> [To do]: Print the data in full, exactly as it reads.

> [Referring expression data]:
----------------------------------------

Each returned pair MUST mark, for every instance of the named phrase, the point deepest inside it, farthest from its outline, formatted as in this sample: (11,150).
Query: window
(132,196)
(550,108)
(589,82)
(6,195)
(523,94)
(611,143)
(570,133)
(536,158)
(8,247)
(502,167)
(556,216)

----------------------------------------

> [Result]:
Each returned pair MUST mark, for every instance of the named phrase, the point deepest inside it, farthest from its outline, formatted as in this sample: (11,150).
Query: window
(132,196)
(550,108)
(589,82)
(6,195)
(523,94)
(611,143)
(570,133)
(536,158)
(8,247)
(502,167)
(556,216)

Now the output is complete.